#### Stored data
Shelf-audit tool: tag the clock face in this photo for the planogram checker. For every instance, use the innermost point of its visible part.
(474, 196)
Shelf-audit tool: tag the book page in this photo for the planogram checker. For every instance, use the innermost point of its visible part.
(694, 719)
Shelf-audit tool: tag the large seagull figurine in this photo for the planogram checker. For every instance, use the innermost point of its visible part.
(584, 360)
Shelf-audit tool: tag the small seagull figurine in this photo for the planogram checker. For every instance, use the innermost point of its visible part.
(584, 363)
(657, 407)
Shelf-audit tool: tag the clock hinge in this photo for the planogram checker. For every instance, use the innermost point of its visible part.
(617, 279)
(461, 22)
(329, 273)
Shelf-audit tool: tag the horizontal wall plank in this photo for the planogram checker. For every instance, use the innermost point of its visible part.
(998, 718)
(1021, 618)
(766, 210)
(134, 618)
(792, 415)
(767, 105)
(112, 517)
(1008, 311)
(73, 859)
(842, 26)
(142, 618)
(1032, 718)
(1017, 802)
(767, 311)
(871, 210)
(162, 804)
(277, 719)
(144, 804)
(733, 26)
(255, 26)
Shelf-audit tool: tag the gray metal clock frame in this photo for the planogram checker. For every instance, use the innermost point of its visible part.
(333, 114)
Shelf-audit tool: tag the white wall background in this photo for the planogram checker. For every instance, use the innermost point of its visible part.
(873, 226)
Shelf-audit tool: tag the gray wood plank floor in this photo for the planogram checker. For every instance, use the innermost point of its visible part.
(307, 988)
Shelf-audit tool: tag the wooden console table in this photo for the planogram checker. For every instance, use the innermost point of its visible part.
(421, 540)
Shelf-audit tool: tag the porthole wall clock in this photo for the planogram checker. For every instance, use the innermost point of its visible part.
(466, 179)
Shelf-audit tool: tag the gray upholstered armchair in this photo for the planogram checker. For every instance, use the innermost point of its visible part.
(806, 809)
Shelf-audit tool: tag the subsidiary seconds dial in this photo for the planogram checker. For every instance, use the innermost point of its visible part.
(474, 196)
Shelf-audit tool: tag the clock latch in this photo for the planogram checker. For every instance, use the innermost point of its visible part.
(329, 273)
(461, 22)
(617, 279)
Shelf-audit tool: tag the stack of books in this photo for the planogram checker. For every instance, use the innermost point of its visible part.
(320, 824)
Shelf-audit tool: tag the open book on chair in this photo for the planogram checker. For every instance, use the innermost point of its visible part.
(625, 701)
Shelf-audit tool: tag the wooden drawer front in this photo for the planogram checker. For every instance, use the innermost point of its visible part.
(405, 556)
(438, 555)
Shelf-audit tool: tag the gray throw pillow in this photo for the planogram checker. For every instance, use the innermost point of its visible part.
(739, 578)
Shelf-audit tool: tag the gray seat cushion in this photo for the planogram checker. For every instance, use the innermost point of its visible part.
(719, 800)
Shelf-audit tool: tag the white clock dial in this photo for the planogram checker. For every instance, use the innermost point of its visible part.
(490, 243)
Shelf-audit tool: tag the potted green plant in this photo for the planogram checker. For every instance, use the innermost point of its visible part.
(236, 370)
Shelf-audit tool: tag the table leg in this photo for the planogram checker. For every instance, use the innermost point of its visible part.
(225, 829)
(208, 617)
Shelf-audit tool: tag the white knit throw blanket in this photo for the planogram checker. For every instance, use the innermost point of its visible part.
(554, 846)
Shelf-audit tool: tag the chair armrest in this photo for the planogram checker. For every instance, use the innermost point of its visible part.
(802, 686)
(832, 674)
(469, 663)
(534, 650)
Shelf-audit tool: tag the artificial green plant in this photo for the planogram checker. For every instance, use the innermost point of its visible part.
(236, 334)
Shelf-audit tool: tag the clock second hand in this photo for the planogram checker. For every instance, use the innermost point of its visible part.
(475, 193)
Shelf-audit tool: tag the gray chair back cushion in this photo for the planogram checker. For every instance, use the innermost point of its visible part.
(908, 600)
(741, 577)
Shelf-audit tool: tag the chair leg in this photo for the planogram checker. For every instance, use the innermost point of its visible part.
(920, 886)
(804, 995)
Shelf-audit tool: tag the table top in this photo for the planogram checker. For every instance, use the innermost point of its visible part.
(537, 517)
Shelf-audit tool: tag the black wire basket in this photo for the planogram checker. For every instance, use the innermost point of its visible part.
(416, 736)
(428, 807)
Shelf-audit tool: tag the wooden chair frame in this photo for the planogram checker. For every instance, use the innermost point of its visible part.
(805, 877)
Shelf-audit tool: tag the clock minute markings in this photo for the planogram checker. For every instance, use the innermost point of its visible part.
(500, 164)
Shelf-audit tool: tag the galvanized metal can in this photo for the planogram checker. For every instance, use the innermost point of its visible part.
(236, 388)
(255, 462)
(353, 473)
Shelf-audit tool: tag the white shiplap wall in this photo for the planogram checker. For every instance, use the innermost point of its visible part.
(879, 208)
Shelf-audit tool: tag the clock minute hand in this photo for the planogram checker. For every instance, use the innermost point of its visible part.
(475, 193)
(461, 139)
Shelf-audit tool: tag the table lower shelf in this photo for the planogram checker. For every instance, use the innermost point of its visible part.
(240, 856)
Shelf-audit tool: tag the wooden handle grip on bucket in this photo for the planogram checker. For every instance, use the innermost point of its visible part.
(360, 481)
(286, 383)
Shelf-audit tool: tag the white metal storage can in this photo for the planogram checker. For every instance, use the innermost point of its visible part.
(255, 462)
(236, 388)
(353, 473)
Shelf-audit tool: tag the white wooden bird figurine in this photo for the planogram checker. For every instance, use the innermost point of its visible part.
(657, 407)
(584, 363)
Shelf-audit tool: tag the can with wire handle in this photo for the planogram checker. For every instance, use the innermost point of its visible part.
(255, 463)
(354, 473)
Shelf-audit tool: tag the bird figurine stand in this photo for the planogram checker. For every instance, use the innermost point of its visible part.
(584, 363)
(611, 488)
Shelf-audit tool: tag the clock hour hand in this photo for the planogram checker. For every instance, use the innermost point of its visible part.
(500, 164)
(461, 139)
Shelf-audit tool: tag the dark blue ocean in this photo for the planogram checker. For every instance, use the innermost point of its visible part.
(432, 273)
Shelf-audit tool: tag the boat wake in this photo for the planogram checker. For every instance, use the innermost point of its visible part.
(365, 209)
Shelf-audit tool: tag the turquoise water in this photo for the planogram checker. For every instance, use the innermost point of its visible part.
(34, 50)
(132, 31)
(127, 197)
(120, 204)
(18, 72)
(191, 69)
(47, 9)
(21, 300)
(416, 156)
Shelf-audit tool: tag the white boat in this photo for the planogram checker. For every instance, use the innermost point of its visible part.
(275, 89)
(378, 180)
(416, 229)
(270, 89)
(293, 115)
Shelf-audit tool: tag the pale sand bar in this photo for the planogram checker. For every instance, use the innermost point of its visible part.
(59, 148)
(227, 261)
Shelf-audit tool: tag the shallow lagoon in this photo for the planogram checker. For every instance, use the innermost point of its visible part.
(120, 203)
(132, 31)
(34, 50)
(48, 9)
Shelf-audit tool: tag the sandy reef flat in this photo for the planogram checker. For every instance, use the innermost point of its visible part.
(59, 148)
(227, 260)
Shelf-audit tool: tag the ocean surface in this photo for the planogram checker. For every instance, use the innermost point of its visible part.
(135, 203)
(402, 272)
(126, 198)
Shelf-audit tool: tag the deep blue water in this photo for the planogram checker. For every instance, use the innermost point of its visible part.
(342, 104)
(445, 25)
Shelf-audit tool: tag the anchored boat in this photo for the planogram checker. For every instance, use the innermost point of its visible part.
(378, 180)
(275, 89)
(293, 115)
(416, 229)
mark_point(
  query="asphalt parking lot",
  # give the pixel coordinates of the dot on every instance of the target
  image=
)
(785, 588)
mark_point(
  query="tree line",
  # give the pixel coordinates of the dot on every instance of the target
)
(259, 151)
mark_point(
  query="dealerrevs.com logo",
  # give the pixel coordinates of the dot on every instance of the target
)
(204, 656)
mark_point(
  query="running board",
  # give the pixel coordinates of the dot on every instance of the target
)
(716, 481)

#### Exercise details
Report the number of lines above containing the string "query" as your sole answer.

#### Written reply
4